**What the exercise asks**
Write out exactly, please, the lines from the one containing "hand in this photo as pixel coordinates." to the end of the material.
"""
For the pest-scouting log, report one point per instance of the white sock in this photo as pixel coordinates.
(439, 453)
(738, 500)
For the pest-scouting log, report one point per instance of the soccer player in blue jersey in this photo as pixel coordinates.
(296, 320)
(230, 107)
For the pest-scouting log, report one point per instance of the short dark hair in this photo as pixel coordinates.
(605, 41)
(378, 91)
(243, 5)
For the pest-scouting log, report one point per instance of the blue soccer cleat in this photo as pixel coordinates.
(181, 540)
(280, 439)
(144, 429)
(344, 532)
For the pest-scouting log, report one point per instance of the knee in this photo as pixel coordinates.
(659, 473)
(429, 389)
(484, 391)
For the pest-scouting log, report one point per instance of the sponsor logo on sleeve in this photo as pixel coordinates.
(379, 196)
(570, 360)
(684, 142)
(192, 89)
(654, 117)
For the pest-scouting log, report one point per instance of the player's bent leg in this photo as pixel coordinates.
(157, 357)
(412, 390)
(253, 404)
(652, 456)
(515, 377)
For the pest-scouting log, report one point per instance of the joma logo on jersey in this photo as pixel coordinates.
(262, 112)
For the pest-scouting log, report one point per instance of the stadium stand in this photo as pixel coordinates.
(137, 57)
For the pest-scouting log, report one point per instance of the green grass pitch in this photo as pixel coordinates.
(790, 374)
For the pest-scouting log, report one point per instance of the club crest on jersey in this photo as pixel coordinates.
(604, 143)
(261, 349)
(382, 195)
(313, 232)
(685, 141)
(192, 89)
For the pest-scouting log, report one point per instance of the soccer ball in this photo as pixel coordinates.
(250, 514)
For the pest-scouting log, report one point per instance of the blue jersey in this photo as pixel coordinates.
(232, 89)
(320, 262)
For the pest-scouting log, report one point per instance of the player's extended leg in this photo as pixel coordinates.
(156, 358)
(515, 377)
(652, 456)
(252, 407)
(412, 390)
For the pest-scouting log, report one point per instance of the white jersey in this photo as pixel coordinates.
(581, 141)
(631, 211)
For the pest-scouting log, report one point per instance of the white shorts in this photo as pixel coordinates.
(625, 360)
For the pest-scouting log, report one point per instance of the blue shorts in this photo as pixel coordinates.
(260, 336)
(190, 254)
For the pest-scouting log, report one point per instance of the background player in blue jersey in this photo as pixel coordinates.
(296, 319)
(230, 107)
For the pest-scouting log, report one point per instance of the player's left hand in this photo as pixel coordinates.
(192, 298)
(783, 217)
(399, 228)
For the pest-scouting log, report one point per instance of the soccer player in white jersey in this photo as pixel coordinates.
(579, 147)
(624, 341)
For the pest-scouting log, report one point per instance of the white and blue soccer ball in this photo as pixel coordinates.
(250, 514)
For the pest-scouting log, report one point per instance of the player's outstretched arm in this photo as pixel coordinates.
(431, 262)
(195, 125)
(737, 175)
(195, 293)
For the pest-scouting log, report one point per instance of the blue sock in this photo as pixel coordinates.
"""
**The response**
For the pest-scouting log, report one point per instance of the player's left hand in this photo as pixel coordinates.
(192, 298)
(783, 217)
(399, 228)
For the pest-scouting log, report one point per instance of the soccer player in white jersey in this photo as pixel coordinates.
(579, 147)
(624, 341)
For the pest-scouting log, report one point per instance of the white and blue soccer ball in this photo as pixel coordinates.
(250, 514)
For the pest-scouting log, report one point per instance of the player's outstretched arm in this photo as pixel coordinates.
(431, 262)
(195, 125)
(737, 175)
(195, 293)
For the pest-scouting log, report one point per instance of the blue sock in this photo as pixel coordinates.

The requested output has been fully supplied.